_WHAT IS ASKED_
A. In the passage on Facebook's continuous delivery system, how long was the mobile release cycle before and after these practices were applied?
B. Transcribe the stretch of the passage on Facebook's continuous delivery system from "Finally, the change" through "better user experience.".

_PROVIDED PASSAGE_
* start *
Facebook's Scalable Continuous Delivery System

The software industry has adopted many practices—continuous integration, continuous delivery, agile development, DevOps, and test‑driven development—to enable developers to release code quickly, safely, and in small incremental steps.

Facebook’s development and deployment workflow has evolved into a flexible, pragmatic system that does not strictly follow any single methodology, allowing rapid releases of both web and mobile products.

Before 2017, Facebook used a simple trunk‑based branching strategy with cherry‑picks, pushing the web site three times a day. Engineers would cherry‑pick tested changes from the main branch to a release branch, resulting in 500‑700 cherry‑picks daily and a new weekly release branch containing unpicked changes.

This approach scaled well as the engineering team grew from a few hundred in 2007 to thousands, but manual effort to coordinate daily and weekly deployments became unsustainable. By 2016 the trunk‑based model hit its limits, handling over 1,000 diffs per day and up to 10,000 diffs per week.

In April 2016 Facebook introduced a “quasi‑continuous deployment” mechanism, rolling it out gradually—first to 50% of employees, then to 0.1%, 1%, and finally 10% of production traffic—to validate tools, processes, and ensure no degradation of user experience.

After nearly a year of planning and development, by April 2017 all production servers for the web site were running code directly from the main trunk.

The deployment workflow includes:

Passing a suite of internal automated tests before code can be merged to the trunk.

Pushing the diff to internal users.

If everything is healthy, the change is rolled out to 2% of production, quality signals are collected, and alerts are monitored.

Finally, the change is rolled out to 100% of production, with the Flytrap tool aggregating user reports and alerting on anomalies.

The Gatekeeper feature‑flag system separates feature rollout from code version, allowing quick disabling of problematic features without rolling back code.

Benefits of this quasi‑continuous deployment include eliminating the need for hot‑fixes, providing better support for globally distributed engineering teams, driving improvements in tooling and infrastructure, and delivering a faster, better user experience.

For mobile, Facebook faced additional challenges because many existing tools hinder rapid iteration. They built a dedicated stack—including Buck, Phabricator, React Native, and the static analysis tool Infer—organized into three layers: build, static analysis, and testing.

Each commit triggers builds for multiple products (Facebook, Messenger, Instagram, etc.) across all supported architectures, runs linters and Infer to catch null pointers, leaks, and policy violations, and executes thousands of unit, integration, and end‑to‑end tests (Robolectric, XCTest, JUnit, WebDriver). Android builds alone number 50,000–60,000 per day.

Applying these practices reduced the mobile release cycle from four weeks to one week, using the same branch/cherry‑pick model as the web team, with canary releases to 2% of users and a beta pool of about one million Android testers.

Despite a fifteen‑fold increase in the mobile engineering team and a higher deployment frequency, productivity and code quality remained stable, as shown by consistent issue rates per commit.

Facebook’s release engineering team continues to improve the process, sharing tools and best practices to help other organizations achieve scalable, reliable continuous delivery.
* end *
Point labeling dataset excerpts
* start *
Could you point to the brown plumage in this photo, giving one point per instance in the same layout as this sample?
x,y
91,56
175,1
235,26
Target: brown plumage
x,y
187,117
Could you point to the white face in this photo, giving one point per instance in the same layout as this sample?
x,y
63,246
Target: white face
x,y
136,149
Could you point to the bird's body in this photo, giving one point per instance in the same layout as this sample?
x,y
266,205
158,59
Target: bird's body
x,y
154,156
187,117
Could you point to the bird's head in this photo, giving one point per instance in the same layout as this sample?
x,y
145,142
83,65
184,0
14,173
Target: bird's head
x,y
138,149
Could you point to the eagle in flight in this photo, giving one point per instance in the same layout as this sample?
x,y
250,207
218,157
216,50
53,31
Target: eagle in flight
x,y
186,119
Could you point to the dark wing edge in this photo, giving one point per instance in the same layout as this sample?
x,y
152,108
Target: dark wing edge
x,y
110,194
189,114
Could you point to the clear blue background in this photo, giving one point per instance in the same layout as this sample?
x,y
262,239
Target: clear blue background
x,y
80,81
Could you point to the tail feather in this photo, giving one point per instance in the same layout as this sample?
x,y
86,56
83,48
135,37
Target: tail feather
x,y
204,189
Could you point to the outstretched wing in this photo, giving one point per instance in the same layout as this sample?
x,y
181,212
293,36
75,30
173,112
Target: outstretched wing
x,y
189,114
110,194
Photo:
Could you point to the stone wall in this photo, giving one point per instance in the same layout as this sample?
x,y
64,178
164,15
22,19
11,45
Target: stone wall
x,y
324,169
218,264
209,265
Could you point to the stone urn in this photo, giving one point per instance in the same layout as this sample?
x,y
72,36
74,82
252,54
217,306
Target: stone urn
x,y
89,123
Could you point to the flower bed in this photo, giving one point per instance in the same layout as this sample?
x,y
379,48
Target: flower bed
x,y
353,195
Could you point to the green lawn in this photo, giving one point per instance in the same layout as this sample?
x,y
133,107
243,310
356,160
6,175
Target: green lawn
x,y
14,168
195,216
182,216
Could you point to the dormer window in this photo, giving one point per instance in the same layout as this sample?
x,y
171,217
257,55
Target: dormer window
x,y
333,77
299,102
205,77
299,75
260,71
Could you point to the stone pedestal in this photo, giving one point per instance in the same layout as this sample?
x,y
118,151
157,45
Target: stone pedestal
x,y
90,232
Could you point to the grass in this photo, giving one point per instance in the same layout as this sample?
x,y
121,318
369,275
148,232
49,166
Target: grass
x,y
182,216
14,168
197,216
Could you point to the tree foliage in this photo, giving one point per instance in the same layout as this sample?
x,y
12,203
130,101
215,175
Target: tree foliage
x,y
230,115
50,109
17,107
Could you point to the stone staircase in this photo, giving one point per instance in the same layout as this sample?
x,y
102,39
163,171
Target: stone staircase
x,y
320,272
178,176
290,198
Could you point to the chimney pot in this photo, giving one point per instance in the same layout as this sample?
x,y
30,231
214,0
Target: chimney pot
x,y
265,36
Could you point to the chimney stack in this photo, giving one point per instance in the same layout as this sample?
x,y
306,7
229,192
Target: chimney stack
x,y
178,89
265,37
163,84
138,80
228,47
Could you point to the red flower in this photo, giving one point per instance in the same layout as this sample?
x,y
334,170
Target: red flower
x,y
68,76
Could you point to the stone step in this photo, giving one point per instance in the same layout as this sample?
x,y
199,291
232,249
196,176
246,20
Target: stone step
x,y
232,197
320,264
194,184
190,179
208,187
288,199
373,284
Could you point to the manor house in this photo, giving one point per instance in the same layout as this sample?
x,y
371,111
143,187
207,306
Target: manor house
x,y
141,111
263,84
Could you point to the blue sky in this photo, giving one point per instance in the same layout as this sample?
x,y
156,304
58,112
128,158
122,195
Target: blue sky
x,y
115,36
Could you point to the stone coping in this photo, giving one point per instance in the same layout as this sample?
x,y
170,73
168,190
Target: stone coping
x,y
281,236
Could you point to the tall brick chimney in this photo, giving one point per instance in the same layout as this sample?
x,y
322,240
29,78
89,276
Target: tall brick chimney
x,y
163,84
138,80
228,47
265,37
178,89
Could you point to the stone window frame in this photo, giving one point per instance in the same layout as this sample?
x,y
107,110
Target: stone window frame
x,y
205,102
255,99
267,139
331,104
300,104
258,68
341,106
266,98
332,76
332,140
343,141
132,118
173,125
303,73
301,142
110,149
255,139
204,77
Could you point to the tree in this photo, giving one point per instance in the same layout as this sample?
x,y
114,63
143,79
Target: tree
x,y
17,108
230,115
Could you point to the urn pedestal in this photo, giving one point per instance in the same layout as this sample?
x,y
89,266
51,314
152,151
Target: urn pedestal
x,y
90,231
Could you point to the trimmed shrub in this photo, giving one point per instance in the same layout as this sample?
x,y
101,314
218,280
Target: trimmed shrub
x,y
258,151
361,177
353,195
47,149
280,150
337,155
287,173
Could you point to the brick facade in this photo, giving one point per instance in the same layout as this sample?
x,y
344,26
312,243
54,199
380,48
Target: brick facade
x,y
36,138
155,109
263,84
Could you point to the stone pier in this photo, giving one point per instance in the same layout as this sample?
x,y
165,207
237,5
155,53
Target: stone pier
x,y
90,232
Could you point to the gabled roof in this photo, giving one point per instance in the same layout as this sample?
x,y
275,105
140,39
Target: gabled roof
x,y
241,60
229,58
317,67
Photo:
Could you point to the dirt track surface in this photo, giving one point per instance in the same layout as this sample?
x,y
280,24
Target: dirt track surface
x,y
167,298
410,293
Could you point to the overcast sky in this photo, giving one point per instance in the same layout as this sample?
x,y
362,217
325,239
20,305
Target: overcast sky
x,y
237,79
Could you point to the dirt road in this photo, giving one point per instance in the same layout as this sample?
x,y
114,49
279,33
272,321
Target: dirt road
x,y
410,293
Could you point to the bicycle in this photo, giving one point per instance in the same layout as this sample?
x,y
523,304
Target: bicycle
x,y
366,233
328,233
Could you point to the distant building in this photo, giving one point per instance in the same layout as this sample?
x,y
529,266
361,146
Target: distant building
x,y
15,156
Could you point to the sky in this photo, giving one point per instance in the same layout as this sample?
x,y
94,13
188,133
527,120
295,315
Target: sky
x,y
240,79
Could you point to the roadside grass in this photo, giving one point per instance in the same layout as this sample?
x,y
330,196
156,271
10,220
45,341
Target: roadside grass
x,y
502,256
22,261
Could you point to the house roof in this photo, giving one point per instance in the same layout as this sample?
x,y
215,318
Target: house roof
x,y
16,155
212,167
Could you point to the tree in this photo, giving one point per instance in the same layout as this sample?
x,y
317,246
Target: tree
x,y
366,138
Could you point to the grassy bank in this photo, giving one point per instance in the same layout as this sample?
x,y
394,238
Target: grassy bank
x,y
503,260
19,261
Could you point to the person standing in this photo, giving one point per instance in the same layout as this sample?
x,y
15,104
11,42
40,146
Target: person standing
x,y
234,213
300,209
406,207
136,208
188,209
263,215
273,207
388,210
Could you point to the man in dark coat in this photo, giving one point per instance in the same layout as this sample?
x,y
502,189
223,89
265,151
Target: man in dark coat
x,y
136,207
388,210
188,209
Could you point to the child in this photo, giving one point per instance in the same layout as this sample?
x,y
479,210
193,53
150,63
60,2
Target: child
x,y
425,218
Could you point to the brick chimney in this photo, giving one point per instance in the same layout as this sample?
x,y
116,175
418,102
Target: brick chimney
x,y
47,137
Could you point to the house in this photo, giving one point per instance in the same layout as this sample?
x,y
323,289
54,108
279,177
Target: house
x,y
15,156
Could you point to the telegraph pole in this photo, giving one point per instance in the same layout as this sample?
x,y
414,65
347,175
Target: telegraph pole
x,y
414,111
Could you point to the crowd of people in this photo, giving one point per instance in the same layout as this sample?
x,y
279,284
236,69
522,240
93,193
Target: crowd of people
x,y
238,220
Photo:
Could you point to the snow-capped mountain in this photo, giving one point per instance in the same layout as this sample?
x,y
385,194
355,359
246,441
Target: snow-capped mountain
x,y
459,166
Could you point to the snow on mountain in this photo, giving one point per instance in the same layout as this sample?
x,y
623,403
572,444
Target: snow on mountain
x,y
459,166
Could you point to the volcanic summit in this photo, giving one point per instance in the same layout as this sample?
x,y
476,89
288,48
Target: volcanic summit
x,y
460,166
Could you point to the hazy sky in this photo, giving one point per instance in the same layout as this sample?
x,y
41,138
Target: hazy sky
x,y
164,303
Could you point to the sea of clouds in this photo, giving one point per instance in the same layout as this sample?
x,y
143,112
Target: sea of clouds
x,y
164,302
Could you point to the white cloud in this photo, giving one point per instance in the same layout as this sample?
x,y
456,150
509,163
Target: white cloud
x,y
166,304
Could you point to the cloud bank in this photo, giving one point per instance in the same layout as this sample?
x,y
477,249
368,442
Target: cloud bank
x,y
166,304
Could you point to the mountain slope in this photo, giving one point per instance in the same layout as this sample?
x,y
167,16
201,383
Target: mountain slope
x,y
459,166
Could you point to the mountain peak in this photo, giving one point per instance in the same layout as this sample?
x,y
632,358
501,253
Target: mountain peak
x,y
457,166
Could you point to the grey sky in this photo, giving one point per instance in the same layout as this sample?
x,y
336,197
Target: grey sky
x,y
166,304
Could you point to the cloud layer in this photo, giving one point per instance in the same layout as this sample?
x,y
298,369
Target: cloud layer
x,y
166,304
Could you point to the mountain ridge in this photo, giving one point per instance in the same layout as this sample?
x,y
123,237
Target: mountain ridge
* end *
_OUTPUTS_
A. It went from four weeks to one week.

B.
Finally, the change is rolled out to 100% of production, with the Flytrap tool aggregating user reports and alerting on anomalies.

The Gatekeeper feature‑flag system separates feature rollout from code version, allowing quick disabling of problematic features without rolling back code.

Benefits of this quasi‑continuous deployment include eliminating the need for hot‑fixes, providing better support for globally distributed engineering teams, driving improvements in tooling and infrastructure, and delivering a faster, better user experience.